Source document:

Prof. Rajiva writes to Norwegian God Farther

by. Rajiva Wijesinha

(November, 30, Colombo, Sri Lanka Guardian) There have been some suggestions recently from the LTTE that the international community has been too harsh on terrorist activity. Not perhaps coincidentally, the most categorical assertion of this came the day before two bombs exploded in Colombo, killing many civilians.

In actual fact the peace process has been hindered by the opposite, namely excessive indulgence to terrorism and unprovoked aggression on the part of the LTTE. In this context we reproduce a letter sent recently to the Norwegian facilitator of the Peace Process by the Secretary General of the Peace Secretariat.

It draws attention to the failure of the Sri Lanka Monitoring Mission to condemn the qualitative as well as quantitative escalation of violence on the part of the LTTE in August 2006.

Full text of the Letter ,

Mr Jon-Hanssen Bauer
Special Envoy
Royal Ministry of Foreign Affairs
7, juni plass 1
N-0251 Oslo
Norway

Dear Mr Bauer

I attach a self-explanatory letter that I have sent the current Head of the SLMM. I hope that you too will take this issue seriously, and make it clear that the Special Envoy too dissociates himself from the unsupported allegations of Gen Henricsson, if indeed no evidence is forthcoming for his ruling.

I believe this is the more necessary in that it seems to me that Gen Henricsson in effect destroyed, in the short term at least, prospects for peace in the approach he took up last August. You are aware that, in the period upto the end of 2005, the SLMM ruled the LTTE guilty of

1794 cases of child recruitment (Government of Sri Lanka none),
32 cases of force recruitment of adults (GOSL none),
587 cases of abduction of adults (GOSL 3),
197 cases of abduction of children (GOSL none),
18 cases of assassinations (GOSL none – there were 143 allegations against the LTTE and 13 against GOSL),
13 cases of torture (GOSL none).
The list is endless, amounting to 3471 violations by the LTTE as ruled by the Monitors, as against just 162 by GOSL (out of 6751 allegations against the LTTE, 1313 against GOSL).

Exercise input:
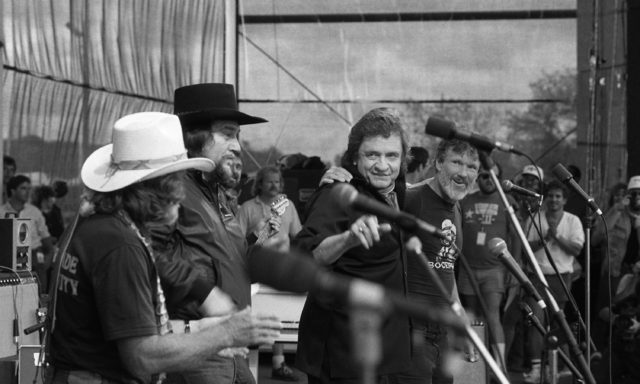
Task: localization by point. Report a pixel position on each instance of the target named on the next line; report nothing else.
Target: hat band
(131, 165)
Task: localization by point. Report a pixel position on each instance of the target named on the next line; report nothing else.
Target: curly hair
(262, 173)
(145, 202)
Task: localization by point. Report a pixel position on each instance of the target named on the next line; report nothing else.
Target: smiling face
(555, 200)
(379, 160)
(271, 185)
(456, 174)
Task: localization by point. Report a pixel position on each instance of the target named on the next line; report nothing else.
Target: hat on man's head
(202, 103)
(634, 182)
(533, 171)
(145, 145)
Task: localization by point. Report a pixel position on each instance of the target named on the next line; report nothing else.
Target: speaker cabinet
(23, 297)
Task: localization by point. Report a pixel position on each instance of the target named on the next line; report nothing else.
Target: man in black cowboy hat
(205, 256)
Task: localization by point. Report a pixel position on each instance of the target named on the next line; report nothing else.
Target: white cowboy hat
(145, 145)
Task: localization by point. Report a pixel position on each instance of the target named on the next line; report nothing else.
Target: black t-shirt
(106, 292)
(424, 203)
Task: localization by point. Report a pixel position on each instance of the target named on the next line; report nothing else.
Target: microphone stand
(590, 344)
(458, 310)
(557, 313)
(367, 342)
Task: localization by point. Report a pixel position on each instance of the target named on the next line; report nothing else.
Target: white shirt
(38, 229)
(569, 228)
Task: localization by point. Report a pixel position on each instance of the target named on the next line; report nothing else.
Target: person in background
(531, 178)
(563, 234)
(485, 218)
(623, 247)
(9, 169)
(418, 165)
(204, 257)
(360, 246)
(19, 191)
(271, 214)
(110, 321)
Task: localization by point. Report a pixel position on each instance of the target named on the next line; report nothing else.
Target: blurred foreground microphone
(348, 196)
(510, 187)
(447, 130)
(300, 273)
(498, 247)
(566, 177)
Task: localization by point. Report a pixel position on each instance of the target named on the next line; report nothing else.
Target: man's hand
(217, 303)
(274, 223)
(366, 231)
(334, 174)
(233, 352)
(248, 328)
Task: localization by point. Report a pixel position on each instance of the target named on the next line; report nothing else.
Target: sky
(404, 61)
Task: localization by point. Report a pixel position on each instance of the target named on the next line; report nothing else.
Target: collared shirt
(254, 213)
(38, 228)
(570, 228)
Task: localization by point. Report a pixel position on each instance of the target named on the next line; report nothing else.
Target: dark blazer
(325, 339)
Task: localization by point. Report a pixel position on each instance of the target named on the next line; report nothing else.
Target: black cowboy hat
(202, 103)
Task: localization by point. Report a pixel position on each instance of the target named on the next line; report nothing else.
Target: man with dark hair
(9, 168)
(110, 323)
(417, 167)
(563, 234)
(205, 256)
(271, 214)
(358, 246)
(19, 191)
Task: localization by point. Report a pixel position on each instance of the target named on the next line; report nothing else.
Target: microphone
(447, 130)
(566, 177)
(509, 186)
(299, 273)
(498, 247)
(348, 196)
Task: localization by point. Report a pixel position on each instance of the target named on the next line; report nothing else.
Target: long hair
(145, 202)
(456, 146)
(262, 173)
(377, 122)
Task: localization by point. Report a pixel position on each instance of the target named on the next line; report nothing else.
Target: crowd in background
(555, 224)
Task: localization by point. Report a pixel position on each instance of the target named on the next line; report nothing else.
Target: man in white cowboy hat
(109, 321)
(207, 247)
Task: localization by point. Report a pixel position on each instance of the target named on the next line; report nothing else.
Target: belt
(184, 326)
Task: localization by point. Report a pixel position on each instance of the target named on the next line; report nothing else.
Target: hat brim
(97, 174)
(219, 114)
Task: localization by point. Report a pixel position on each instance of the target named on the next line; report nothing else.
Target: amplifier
(19, 303)
(15, 244)
(478, 372)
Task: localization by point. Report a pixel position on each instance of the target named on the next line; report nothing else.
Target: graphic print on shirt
(447, 254)
(483, 213)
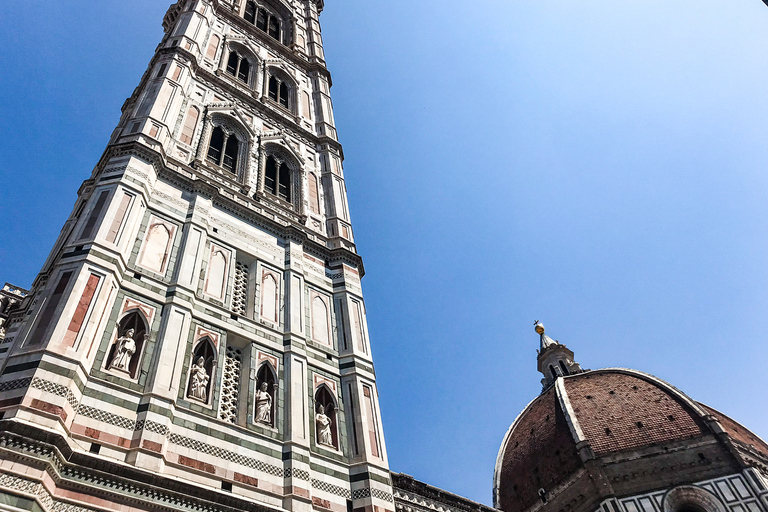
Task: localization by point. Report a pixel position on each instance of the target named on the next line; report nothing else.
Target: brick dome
(592, 415)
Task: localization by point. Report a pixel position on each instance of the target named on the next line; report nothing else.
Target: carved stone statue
(200, 378)
(323, 422)
(263, 405)
(125, 348)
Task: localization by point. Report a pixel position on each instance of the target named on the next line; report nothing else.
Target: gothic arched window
(125, 353)
(201, 369)
(277, 178)
(239, 67)
(263, 19)
(223, 149)
(264, 407)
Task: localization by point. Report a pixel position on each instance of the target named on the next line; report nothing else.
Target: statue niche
(201, 370)
(325, 419)
(126, 351)
(264, 401)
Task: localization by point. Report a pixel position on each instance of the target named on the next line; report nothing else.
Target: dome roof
(596, 414)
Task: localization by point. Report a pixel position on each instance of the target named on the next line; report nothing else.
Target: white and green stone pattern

Work to do:
A – Show every one of the rows that contains the string "black".
B – Carry the Sri Lanka peace process article forward from the point where it stops.

Answers to the exercises:
A –
Target: man in black cowboy hat
Target: black t-shirt
Target: black cowboy hat

B –
Despite this, as you know, the Facilitator and, to a lesser extent, the Co-Chairs looked on both parties as equally committed to the Ceasefire. Though this may have seemed strange, in a world in which we should try to give each other the benefit of the doubt this was perhaps excusable, since the 3471 violations could have been described, if not entirely convincingly, as individual aberrations for which the LTTE as a whole could not be held responsible.

In August 2006 the situation changed completely, with two full scale attacks on Sri Lankan positions, at Muttur in the East and Muhumalai in the North. The ferocity of these sudden attacks may have led to the destruction of the Sri Lankan state had it not been for the response of the armed forces. However, instead of categorically condemning these egregious systemic violations of the Ceasefire by the LTTE, the Head of the Monitoring Mission engaged in what now seems to have been an unsupported and entirely arbitrary attack on the Sri Lankan armed forces, fighting under tremendous pressure for the state that had, as the SLMM figures testify, resisted provocation for nearly five long years.

Had the SLMM acted with at least a modicum of objectivity and a sense of responsibility, it may have guaranteed by other means the imperative national need to ensure that such sudden attacks would not be repeated. Instead, Gen Henricsson provided what is now used as a fig leaf by proponents of terrorism, as a precursor to another round of appeasement in which Scandinavian monitors from the EU were withdrawn and negotiations were limited to a single day by a sudden LTTE withdrawal, without any clear assertion from the international community to the LTTE that there was no alternative to continuing with them.

It would be useful if even now you as Special Envoy registered what actually happened last August, and clarified the responsibility of the LTTE for the full scale attacks that took place then. Withdrawing the unsupported ruling of Gen Henricsson will remove the cloak that has, with remarkable success as far as the international media goes, covered the breach of the Ceasefire that took place then, a breach that would have been repeated had the Sri Lankan forces not responded effectively.

As it is, we have – as SLMM rulings following Gen Henricsson’s departure made clear, until they were stopped earlier this year – had more breaches that have still not led to systemic breakdown. But it is no thanks to Gen Henricsson that the excesses of last August have not been repeated. Given that the clearing of the East occurred with no loss of civilian life in the professional operations of the Sri Lankan forces, it seems only fair – without prejudice to the findings of a proper inquiry – that arbitary allegations against those forces be withdrawn with as much publicity as they were first, and then again in Paris, so irresponsibly flung.

(Prof Rajiva Wijesinha, Secretary General ,Secretariat for Coordinating the Peace Process, Sri Lanka)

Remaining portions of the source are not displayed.